• **Text to read**:
(begin)

Go into Mindhunters with the right expectations, then, and you might find yourself pleasantly surprised. This is a trashy thriller, no doubt, but that's exactly where Harlin has home-court advantage, and he takes the And Then There Were None-style plot and makes a fast-paced, suspenseful and often unpredictable movie.


On a remote island off the North Carolina coast, a group of FBI profilers-in-waiting are set for what they believe is a training exercise: In a mock-up of a small town, they'll find a fake crime scene and have to piece together clues to track an imaginary killer. But soon one of them gets killed for real, and it's clear that someone in their group is picking them off, one by one.


Harlin takes this simple premise and thankfully doesn't muck with it, letting the often awesomely gruesome murders come fast and furious, and keeping the audience on its toes as to who will die next and who the killer might be. He does such a good job of it, actually, that the eventual revelation is a bit anticlimatic, and all the excessive twists and illogical red herrings make the energy peter out toward the end.


Aside from a few recognizable stars (Christian Slater, LL Cool J), the agents are almost all interchangeable, so it takes a while to distinguish one from the other. By the time the killer has offed half the characters, though, the remaining ones are pretty distinctive. LL brings the same kind of agreeable swagger he brought to Harlin's Deep Blue Sea; the two should team up more often. And Val Kilmer, in a relatively small role as the team's trainer, knows exactly how much camp his role requires.


Mindhunters isn't going to reinvent the serial-killer movie, but it's far more entertaining than most recent entries in its genre, and should be seen with an open mind. Renny Harlin deserves that much.

(end)

• **Data extract**:
(begin)

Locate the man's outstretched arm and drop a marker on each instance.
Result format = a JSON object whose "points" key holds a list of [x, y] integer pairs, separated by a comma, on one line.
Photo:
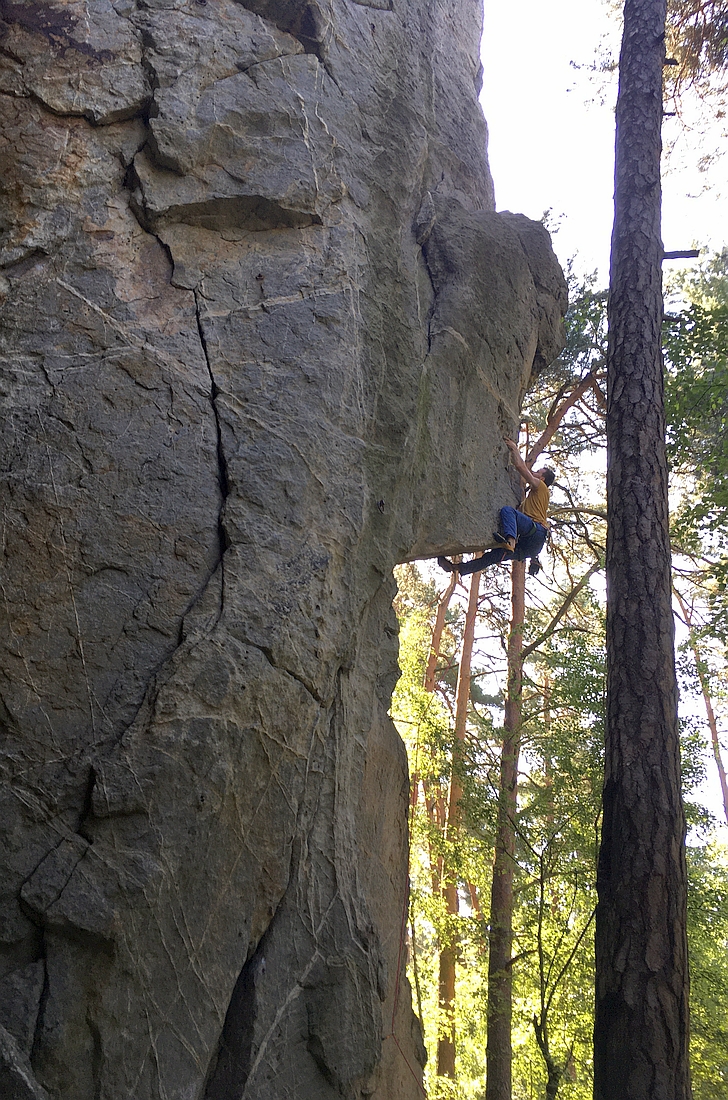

(end)

• **Instruction 1**:
Using the Mindhunters review, answer the following:
(a) Off which coast is the island where the profilers gather?
(b) What role does Val Kilmer play?
(c) Which earlier Harlin film does the review name for LL Cool J's swagger?
• **Instruction 2**: Repeat the passage of the Mindhunters review from "On a remote" to "toward the end.", word for word.

• **Task solution 1**:
(a) The North Carolina coast.
(b) The team's trainer.
(c) Deep Blue Sea.

• **Task solution 2**:
On a remote island off the North Carolina coast, a group of FBI profilers-in-waiting are set for what they believe is a training exercise: In a mock-up of a small town, they'll find a fake crime scene and have to piece together clues to track an imaginary killer. But soon one of them gets killed for real, and it's clear that someone in their group is picking them off, one by one.


Harlin takes this simple premise and thankfully doesn't muck with it, letting the often awesomely gruesome murders come fast and furious, and keeping the audience on its toes as to who will die next and who the killer might be. He does such a good job of it, actually, that the eventual revelation is a bit anticlimatic, and all the excessive twists and illogical red herrings make the energy peter out toward the end.